**AIM OF THE TASK**
Print the data below line for line, without changing any character.

[Records from a dataset]

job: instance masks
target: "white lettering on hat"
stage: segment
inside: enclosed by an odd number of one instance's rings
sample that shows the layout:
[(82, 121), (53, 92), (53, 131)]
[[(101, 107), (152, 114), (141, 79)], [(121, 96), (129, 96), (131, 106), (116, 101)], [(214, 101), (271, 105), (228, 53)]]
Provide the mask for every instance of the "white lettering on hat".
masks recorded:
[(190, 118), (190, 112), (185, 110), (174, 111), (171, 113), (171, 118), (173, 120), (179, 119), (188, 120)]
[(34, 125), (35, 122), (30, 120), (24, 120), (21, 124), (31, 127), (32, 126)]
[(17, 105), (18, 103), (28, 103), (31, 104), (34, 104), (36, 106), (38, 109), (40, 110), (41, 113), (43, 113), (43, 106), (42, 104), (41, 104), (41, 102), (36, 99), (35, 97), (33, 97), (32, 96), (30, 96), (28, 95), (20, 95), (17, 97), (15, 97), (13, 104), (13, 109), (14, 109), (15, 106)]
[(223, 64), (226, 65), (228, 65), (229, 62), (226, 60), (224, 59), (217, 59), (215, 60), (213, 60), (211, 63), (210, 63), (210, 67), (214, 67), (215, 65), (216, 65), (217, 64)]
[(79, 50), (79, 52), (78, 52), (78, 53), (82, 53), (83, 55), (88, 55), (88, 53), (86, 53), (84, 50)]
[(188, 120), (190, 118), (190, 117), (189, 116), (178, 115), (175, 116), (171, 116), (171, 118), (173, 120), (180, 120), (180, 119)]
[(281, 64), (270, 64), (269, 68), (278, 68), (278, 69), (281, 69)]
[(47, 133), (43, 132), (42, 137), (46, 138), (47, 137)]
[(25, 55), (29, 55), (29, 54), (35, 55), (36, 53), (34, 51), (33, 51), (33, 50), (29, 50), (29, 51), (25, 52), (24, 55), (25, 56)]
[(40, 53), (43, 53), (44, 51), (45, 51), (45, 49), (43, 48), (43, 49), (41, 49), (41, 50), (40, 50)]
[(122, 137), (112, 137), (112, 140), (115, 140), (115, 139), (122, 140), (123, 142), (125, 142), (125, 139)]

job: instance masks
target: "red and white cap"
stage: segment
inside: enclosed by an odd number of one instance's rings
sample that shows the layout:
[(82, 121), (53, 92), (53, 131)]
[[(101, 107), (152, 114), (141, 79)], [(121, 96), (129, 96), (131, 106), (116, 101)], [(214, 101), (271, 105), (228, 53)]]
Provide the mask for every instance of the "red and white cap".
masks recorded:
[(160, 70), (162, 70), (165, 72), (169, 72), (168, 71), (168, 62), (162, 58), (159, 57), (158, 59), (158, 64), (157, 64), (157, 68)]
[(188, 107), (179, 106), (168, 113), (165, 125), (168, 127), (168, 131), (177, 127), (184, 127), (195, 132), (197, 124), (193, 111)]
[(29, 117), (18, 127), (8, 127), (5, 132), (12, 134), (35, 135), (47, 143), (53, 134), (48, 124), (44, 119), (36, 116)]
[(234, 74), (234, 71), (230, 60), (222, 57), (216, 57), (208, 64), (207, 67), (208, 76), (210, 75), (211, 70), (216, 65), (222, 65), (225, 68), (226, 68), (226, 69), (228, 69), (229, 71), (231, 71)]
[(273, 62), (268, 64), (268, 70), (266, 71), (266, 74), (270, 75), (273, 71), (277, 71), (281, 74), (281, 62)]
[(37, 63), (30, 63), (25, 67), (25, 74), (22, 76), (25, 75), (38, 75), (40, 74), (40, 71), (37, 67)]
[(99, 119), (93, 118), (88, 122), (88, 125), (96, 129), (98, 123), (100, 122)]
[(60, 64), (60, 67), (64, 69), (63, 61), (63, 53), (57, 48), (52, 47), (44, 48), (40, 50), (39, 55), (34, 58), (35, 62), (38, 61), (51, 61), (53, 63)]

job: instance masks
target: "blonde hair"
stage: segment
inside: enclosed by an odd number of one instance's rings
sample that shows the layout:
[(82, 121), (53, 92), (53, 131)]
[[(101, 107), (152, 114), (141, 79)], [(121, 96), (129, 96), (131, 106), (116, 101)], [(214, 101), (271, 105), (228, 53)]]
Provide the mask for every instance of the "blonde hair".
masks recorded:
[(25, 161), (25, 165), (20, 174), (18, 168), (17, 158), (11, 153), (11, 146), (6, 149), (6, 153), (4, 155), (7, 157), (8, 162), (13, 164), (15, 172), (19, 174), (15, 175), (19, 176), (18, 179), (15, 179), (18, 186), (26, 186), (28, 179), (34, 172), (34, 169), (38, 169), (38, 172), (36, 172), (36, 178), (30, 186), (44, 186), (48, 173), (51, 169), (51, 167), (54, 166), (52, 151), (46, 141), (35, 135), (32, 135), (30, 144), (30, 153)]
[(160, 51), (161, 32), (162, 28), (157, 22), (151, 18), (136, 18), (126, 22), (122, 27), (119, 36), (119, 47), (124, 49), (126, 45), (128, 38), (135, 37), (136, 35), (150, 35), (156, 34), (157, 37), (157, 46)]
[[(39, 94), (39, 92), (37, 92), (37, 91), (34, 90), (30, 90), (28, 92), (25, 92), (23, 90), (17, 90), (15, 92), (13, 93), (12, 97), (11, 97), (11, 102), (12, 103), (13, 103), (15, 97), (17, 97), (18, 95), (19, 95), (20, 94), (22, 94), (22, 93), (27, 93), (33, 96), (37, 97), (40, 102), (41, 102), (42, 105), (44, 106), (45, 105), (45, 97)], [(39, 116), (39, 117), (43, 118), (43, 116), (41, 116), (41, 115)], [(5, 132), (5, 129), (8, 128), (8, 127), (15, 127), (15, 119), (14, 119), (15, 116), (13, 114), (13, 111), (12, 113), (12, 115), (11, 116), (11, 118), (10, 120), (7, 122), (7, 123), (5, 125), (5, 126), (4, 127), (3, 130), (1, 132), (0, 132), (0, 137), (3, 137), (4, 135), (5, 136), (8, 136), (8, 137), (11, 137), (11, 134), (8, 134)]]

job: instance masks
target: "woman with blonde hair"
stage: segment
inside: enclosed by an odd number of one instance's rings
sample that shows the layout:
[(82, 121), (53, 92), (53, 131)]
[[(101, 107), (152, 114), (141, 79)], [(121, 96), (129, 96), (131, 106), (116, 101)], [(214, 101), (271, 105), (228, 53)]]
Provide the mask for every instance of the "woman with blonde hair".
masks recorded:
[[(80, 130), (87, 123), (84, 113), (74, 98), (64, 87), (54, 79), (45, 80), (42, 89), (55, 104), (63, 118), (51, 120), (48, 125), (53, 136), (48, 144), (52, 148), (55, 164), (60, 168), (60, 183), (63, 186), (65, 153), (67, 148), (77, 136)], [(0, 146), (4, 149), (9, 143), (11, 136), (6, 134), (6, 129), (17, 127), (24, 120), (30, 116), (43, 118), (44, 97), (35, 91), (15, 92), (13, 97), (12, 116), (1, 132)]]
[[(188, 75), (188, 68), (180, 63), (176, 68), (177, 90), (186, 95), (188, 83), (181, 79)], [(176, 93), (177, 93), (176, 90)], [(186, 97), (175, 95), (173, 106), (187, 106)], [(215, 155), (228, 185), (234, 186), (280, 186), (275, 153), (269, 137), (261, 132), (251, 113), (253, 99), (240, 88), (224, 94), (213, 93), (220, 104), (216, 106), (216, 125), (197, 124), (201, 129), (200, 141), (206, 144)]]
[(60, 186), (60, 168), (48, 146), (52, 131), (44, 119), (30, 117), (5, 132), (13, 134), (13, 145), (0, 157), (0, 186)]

**OUTPUT FOR THIS EXERCISE**
job: instance masks
target: "white lettering on hat"
stage: segment
inside: enclosed by an odd number of one instance's rings
sample that shows the layout:
[(82, 121), (53, 92), (53, 131)]
[[(101, 107), (152, 114), (141, 79)], [(121, 96), (129, 96), (131, 106), (116, 101)], [(214, 101), (271, 105), (228, 53)]]
Provide the mask for every instance of the "white lettering on hat".
masks recorded:
[(190, 118), (190, 112), (185, 110), (174, 111), (171, 113), (171, 118), (173, 120), (179, 119), (188, 120)]
[(34, 125), (35, 122), (30, 120), (24, 120), (21, 124), (31, 127), (32, 126)]
[(17, 105), (18, 103), (28, 103), (31, 104), (34, 104), (36, 106), (38, 109), (40, 110), (41, 113), (43, 113), (43, 106), (42, 104), (41, 104), (41, 102), (36, 99), (35, 97), (33, 97), (32, 96), (30, 96), (28, 95), (20, 95), (17, 97), (15, 97), (13, 104), (13, 109), (14, 109), (15, 106)]
[(223, 64), (226, 65), (228, 65), (229, 62), (226, 60), (224, 59), (217, 59), (215, 60), (213, 60), (211, 63), (210, 63), (210, 67), (214, 67), (215, 65), (216, 65), (217, 64)]
[(79, 50), (79, 52), (78, 52), (78, 53), (82, 53), (83, 55), (88, 55), (88, 53), (86, 53), (84, 50)]
[(188, 120), (190, 118), (190, 117), (189, 116), (178, 115), (175, 116), (171, 116), (171, 118), (173, 120), (180, 120), (180, 119)]
[(281, 64), (270, 64), (269, 68), (278, 68), (278, 69), (281, 69)]
[(47, 133), (43, 132), (42, 137), (46, 138), (47, 137)]
[(25, 55), (29, 55), (29, 54), (35, 55), (36, 53), (34, 51), (33, 51), (33, 50), (29, 50), (29, 51), (25, 52), (24, 55), (25, 56)]
[(40, 53), (43, 53), (44, 51), (45, 51), (45, 49), (43, 48), (43, 49), (41, 49), (41, 50), (40, 50)]
[(122, 137), (112, 137), (112, 140), (115, 140), (115, 139), (122, 140), (123, 142), (125, 142), (125, 139)]

job: instance masks
target: "red and white cap"
stage: segment
inside: enclosed by an odd number of one instance's rings
sample that shows the layout:
[(82, 121), (53, 92), (53, 131)]
[[(101, 107), (152, 114), (141, 79)], [(121, 96), (129, 96), (131, 106), (116, 101)], [(214, 101), (271, 105), (228, 53)]]
Provide the mask for every instance of the "red and white cap".
masks recorded:
[(160, 70), (162, 70), (165, 72), (169, 72), (168, 71), (168, 62), (162, 58), (159, 57), (158, 59), (158, 64), (157, 64), (157, 68)]
[(188, 107), (179, 106), (168, 113), (165, 125), (168, 127), (168, 131), (177, 127), (184, 127), (195, 132), (197, 124), (193, 111)]
[(29, 117), (18, 127), (8, 127), (5, 132), (12, 134), (35, 135), (47, 143), (53, 134), (48, 124), (44, 119), (36, 116)]
[(234, 74), (234, 71), (230, 60), (222, 57), (216, 57), (208, 64), (207, 67), (208, 76), (210, 75), (211, 70), (216, 65), (222, 65), (225, 68), (226, 68), (226, 69), (228, 69), (229, 71), (231, 71)]
[(273, 62), (268, 64), (268, 70), (266, 71), (266, 74), (270, 75), (273, 71), (277, 71), (281, 74), (281, 62)]
[(37, 63), (30, 63), (25, 67), (25, 74), (22, 76), (25, 75), (38, 75), (40, 74), (40, 71), (37, 67)]
[(99, 119), (93, 118), (88, 122), (88, 125), (96, 129), (98, 123), (100, 122)]
[(60, 64), (60, 67), (64, 69), (63, 61), (63, 53), (57, 48), (52, 47), (44, 48), (40, 50), (39, 55), (34, 58), (35, 62), (38, 61), (51, 61), (53, 63)]

job: instance masks
target: "blonde hair"
stage: segment
inside: enclosed by an odd number of one instance's rings
sample that shows the layout:
[(82, 121), (53, 92), (53, 131)]
[[(101, 107), (152, 114), (141, 79)], [(121, 96), (129, 96), (131, 106), (116, 101)], [(214, 101), (271, 105), (228, 53)]]
Provide the mask for every instance of the "blonde hair".
masks recorded:
[(25, 161), (25, 165), (20, 174), (18, 168), (17, 158), (11, 153), (11, 146), (6, 149), (6, 153), (4, 155), (7, 157), (8, 162), (13, 164), (15, 172), (19, 174), (15, 175), (19, 176), (18, 179), (15, 179), (18, 186), (26, 186), (28, 179), (34, 172), (34, 169), (38, 169), (38, 172), (36, 172), (36, 178), (30, 186), (44, 186), (48, 173), (51, 169), (51, 167), (54, 166), (52, 151), (46, 141), (35, 135), (32, 135), (30, 144), (30, 153)]
[(160, 51), (161, 32), (162, 28), (157, 22), (151, 18), (136, 18), (126, 22), (122, 27), (119, 36), (119, 47), (124, 49), (126, 45), (128, 38), (135, 37), (136, 35), (150, 35), (156, 34), (157, 37), (157, 46)]
[[(39, 94), (39, 92), (37, 92), (37, 91), (34, 90), (30, 90), (28, 92), (25, 92), (23, 90), (17, 90), (15, 92), (13, 93), (12, 97), (11, 97), (11, 102), (12, 103), (13, 103), (15, 97), (17, 97), (18, 95), (19, 95), (20, 94), (22, 94), (22, 93), (27, 93), (33, 96), (37, 97), (40, 102), (41, 102), (42, 105), (44, 106), (45, 105), (45, 97)], [(39, 116), (39, 117), (43, 118), (43, 116), (41, 116), (41, 115)], [(5, 132), (5, 129), (8, 128), (8, 127), (15, 127), (15, 119), (14, 119), (15, 116), (13, 114), (13, 111), (12, 113), (12, 115), (11, 116), (11, 118), (10, 120), (7, 122), (7, 123), (5, 125), (5, 126), (4, 127), (3, 130), (1, 132), (0, 132), (0, 137), (3, 137), (4, 135), (5, 136), (8, 136), (8, 137), (11, 137), (11, 134), (8, 134)]]

job: instance masks
target: "woman with blonde hair"
stage: segment
inside: enclosed by an odd number of one instance's rings
sample that shows the layout:
[(82, 121), (53, 92), (53, 131)]
[[(101, 107), (152, 114), (141, 79)], [(121, 96), (129, 96), (131, 106), (116, 101)], [(214, 101), (271, 105), (228, 53)]]
Provide the mask for every instance of the "woman with blonde hair".
masks recorded:
[[(80, 130), (87, 123), (84, 113), (74, 98), (64, 87), (54, 79), (45, 80), (42, 89), (55, 104), (63, 118), (51, 120), (48, 125), (53, 136), (48, 144), (52, 148), (55, 164), (60, 168), (60, 183), (63, 186), (65, 153), (67, 148), (77, 136)], [(0, 146), (4, 149), (9, 143), (11, 136), (6, 134), (6, 129), (17, 127), (24, 120), (30, 116), (43, 118), (44, 97), (35, 91), (15, 92), (13, 97), (12, 116), (1, 132)]]
[[(188, 75), (188, 68), (180, 63), (176, 68), (177, 90), (186, 95), (188, 83), (181, 79)], [(176, 93), (177, 93), (176, 90)], [(186, 97), (175, 95), (173, 106), (187, 106)], [(215, 155), (228, 185), (234, 186), (280, 186), (275, 153), (269, 137), (261, 132), (251, 113), (253, 99), (240, 88), (224, 94), (213, 93), (220, 104), (216, 106), (216, 125), (197, 124), (201, 129), (200, 141), (206, 144)]]
[(60, 186), (60, 168), (48, 146), (52, 131), (44, 119), (30, 117), (5, 132), (13, 134), (13, 145), (0, 157), (0, 186)]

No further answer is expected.